INSTRUCTIONS TO FOLLOW
Render the entries from the first line through the line containing "box: [186, 97, 656, 459]", both included, as a Markdown table with the columns Row and Line, and omit any blank lines.
+++ TASK MATERIAL +++
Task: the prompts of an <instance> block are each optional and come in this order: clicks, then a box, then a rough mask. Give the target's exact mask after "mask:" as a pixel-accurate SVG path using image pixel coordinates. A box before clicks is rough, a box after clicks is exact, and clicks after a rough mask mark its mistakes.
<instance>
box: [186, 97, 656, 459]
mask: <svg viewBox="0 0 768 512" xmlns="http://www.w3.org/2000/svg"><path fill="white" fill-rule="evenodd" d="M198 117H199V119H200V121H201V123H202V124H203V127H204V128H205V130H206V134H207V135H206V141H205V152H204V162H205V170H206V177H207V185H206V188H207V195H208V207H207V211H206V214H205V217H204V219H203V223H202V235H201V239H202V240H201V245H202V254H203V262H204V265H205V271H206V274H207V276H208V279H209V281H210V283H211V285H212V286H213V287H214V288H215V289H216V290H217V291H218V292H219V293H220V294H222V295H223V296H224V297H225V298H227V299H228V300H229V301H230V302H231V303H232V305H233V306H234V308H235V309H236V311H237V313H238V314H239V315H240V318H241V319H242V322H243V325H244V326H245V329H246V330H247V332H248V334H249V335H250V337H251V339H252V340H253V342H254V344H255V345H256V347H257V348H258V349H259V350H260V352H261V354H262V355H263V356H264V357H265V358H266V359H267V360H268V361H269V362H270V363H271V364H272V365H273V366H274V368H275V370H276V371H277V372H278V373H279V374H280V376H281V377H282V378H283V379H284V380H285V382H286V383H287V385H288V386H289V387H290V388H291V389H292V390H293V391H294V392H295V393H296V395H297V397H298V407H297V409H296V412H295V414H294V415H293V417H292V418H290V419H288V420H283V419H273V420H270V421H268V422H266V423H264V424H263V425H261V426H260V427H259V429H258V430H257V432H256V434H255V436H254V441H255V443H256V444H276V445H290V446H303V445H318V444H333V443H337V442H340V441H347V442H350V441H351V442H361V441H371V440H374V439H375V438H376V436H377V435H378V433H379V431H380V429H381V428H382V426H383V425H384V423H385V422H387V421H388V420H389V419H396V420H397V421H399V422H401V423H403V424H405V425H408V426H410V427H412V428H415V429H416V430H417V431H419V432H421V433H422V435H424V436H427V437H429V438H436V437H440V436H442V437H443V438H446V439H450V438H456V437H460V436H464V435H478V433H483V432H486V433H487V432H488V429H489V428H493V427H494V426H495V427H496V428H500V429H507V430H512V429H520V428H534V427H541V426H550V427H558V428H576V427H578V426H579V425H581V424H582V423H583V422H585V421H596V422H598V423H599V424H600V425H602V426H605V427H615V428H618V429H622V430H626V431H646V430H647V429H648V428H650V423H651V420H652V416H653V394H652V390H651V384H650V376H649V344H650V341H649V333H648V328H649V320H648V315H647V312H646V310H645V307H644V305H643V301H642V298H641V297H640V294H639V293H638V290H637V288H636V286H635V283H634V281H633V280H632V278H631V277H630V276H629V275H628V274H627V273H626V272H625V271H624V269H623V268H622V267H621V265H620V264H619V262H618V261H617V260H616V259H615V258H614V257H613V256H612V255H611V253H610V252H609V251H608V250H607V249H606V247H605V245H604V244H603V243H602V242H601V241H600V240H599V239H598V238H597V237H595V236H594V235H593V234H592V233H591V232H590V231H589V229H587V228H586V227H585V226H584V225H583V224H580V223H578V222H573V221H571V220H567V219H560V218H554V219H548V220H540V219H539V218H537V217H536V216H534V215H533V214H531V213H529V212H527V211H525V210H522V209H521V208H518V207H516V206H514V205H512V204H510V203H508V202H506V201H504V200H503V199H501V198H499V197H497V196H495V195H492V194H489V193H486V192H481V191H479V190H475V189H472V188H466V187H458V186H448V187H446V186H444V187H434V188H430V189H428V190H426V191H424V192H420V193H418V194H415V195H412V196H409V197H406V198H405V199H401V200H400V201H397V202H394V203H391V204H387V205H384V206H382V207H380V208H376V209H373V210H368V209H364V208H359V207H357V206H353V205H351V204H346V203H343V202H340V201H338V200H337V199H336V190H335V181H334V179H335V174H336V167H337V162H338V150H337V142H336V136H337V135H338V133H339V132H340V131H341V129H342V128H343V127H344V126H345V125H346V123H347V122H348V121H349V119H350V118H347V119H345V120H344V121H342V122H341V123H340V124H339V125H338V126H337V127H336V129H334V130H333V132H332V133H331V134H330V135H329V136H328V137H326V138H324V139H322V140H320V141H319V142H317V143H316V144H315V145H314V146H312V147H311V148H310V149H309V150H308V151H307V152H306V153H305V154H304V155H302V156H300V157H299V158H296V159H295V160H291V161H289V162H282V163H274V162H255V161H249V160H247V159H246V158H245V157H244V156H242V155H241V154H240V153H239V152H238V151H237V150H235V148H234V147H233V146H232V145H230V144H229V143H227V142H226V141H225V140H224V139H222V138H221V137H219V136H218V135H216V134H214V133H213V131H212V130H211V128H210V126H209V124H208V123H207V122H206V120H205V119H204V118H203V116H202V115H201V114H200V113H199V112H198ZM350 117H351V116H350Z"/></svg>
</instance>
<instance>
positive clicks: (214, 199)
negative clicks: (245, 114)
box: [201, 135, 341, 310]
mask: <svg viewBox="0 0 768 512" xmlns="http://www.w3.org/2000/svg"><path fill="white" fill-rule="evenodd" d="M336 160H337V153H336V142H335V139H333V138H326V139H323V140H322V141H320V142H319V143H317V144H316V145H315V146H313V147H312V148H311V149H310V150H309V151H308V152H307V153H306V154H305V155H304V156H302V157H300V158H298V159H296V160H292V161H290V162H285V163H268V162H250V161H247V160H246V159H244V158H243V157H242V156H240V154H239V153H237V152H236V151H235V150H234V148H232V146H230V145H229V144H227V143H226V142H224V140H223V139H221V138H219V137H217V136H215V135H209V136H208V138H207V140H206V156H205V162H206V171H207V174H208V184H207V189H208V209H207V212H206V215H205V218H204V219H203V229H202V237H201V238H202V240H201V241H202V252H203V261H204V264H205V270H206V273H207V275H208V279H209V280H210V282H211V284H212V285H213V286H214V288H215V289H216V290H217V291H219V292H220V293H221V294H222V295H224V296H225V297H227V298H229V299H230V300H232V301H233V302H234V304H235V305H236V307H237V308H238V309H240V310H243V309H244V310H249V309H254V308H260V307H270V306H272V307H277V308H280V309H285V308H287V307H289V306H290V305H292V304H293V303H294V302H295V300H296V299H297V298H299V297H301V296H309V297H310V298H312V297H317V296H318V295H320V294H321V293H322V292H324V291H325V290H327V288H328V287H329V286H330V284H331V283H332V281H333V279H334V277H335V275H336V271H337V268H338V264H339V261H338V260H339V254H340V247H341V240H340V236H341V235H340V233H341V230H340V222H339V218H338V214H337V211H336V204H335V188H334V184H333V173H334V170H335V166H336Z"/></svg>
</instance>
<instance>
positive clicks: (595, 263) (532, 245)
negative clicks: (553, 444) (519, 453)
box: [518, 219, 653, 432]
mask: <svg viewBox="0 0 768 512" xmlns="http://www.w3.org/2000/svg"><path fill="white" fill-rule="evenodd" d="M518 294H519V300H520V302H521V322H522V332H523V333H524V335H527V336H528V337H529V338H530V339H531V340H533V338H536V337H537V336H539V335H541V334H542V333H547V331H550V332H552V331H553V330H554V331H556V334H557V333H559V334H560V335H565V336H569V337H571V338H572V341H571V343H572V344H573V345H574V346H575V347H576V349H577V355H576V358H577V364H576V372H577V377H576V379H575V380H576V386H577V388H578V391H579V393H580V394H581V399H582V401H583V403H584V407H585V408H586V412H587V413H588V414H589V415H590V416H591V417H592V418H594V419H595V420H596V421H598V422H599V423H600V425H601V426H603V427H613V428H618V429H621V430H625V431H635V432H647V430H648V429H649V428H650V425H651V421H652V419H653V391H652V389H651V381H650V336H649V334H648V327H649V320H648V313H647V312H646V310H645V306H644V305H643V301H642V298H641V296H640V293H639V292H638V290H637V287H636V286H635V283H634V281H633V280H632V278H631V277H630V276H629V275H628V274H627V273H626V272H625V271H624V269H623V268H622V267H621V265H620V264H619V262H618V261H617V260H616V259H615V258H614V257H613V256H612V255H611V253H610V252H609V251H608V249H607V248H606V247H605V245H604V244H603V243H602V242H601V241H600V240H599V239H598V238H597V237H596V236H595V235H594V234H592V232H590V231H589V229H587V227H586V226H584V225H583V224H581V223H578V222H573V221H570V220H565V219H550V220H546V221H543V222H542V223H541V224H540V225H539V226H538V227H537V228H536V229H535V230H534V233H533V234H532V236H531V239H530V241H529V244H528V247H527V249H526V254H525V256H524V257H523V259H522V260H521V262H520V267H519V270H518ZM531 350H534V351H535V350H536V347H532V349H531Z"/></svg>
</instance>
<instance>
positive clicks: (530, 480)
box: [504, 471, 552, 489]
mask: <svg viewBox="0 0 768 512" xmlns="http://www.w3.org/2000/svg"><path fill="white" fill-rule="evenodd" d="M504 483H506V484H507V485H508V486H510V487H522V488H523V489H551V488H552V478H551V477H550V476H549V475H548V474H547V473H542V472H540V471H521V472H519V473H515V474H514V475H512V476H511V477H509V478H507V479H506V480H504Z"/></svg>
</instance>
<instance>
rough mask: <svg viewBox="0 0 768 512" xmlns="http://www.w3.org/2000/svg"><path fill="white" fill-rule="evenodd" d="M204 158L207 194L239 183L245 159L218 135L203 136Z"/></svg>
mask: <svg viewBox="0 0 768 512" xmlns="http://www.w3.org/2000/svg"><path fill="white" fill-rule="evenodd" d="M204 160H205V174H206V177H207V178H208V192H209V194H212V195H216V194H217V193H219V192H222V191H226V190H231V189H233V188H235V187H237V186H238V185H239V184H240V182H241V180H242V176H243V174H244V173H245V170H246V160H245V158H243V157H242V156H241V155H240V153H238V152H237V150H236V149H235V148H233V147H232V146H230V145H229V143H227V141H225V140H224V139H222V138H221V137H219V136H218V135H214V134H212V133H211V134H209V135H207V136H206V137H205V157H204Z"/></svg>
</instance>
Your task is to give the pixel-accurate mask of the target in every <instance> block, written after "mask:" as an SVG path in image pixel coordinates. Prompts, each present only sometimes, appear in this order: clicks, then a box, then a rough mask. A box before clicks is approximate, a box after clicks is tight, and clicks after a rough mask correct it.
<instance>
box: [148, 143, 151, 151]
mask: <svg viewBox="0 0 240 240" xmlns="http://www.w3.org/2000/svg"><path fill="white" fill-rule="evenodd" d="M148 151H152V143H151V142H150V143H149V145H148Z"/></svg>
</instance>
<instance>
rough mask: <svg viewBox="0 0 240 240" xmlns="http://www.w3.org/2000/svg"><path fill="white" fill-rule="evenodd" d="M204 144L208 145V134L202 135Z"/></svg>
+++
THE COMPLETED TASK
| Row | Line |
|---|---|
| 1 | Task: the prompts of an <instance> block are each optional and come in this order: clicks, then a box, then a rough mask. Give the target's exact mask after "mask:" as a pixel-accurate SVG path using image pixel coordinates. A box before clicks is rough, a box after clicks is exact, and clicks after a rough mask mark its mistakes. |
| 2 | <instance> |
| 3 | box: [186, 97, 656, 459] |